_Dataset excerpts on object pointing_
+-------+

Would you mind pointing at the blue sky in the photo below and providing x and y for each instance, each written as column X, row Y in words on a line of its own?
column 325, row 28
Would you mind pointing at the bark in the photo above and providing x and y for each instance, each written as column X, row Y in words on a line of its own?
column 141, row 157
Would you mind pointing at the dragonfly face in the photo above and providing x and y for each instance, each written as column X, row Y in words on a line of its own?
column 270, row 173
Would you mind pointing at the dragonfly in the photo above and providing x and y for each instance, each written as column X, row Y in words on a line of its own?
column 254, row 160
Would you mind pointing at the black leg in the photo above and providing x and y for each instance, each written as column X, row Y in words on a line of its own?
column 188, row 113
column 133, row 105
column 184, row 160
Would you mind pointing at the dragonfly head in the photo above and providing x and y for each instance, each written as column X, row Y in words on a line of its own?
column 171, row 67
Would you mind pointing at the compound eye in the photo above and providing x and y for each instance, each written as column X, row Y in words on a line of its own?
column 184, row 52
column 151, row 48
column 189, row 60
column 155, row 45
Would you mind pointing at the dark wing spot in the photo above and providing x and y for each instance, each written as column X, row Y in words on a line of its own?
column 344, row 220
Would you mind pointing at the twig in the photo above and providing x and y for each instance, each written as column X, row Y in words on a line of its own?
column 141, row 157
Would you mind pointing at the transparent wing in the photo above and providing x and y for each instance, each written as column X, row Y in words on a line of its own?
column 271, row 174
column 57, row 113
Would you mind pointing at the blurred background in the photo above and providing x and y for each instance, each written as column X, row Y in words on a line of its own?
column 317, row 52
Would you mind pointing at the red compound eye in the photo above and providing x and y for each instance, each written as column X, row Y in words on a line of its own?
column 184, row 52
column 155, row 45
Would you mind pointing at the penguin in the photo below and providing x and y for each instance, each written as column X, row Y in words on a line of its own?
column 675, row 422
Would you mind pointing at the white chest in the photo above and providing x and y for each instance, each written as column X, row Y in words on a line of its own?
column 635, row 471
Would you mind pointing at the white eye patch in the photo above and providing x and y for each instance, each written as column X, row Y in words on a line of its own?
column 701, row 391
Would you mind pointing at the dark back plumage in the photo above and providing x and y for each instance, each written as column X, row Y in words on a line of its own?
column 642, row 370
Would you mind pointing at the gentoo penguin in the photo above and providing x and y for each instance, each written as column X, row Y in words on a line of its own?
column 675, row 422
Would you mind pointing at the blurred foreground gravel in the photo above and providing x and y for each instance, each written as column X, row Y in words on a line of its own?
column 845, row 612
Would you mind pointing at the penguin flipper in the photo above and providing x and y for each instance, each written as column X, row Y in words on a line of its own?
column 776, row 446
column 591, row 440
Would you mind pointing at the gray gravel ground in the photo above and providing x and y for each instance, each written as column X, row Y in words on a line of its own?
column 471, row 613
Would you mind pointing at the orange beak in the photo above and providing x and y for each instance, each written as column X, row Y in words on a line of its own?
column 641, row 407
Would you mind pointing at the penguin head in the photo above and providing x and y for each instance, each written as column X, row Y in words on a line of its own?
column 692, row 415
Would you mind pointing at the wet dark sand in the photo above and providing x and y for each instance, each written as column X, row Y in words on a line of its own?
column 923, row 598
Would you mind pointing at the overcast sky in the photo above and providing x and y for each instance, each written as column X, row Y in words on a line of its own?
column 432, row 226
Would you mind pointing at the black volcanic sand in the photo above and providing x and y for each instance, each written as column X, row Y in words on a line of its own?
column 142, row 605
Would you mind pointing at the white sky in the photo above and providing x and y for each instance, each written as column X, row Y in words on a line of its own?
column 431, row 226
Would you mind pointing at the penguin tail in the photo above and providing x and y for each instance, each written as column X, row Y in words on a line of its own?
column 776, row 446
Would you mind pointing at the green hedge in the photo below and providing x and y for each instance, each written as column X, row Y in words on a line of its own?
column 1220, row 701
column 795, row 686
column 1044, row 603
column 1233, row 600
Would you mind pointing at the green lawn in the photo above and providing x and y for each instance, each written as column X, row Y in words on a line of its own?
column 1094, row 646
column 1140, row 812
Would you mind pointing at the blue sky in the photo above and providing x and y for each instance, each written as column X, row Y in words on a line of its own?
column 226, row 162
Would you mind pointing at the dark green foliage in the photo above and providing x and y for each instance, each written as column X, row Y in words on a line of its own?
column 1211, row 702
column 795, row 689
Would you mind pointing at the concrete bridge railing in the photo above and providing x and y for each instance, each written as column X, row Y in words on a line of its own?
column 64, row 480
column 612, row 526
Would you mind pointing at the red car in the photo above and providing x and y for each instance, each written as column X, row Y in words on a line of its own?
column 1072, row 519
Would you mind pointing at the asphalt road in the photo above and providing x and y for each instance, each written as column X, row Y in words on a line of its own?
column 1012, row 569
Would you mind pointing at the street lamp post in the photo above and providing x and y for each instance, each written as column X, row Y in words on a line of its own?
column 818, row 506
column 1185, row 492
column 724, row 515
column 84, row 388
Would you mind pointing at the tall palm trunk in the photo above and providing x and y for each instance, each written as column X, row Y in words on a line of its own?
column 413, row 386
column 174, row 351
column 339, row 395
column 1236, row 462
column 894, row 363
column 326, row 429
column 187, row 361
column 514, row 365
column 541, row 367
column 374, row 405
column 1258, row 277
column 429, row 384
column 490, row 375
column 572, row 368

+-------+

_GIVEN TASK_
Please give the lines of the records above as a JSON list of strings, one per line and without blank lines, starting at the line that contains "Would you mind pointing at the dragonfly face" and ending after the line that contains "column 254, row 160".

_PROBLEM SOLUTION_
[
  "Would you mind pointing at the dragonfly face in the photo above and providing x and y for each instance, each written as column X, row Y in words on a line of its own?",
  "column 270, row 173",
  "Would you mind pointing at the dragonfly in the photo above and providing x and y for each instance, each written as column X, row Y in words on a line of its own?",
  "column 254, row 160"
]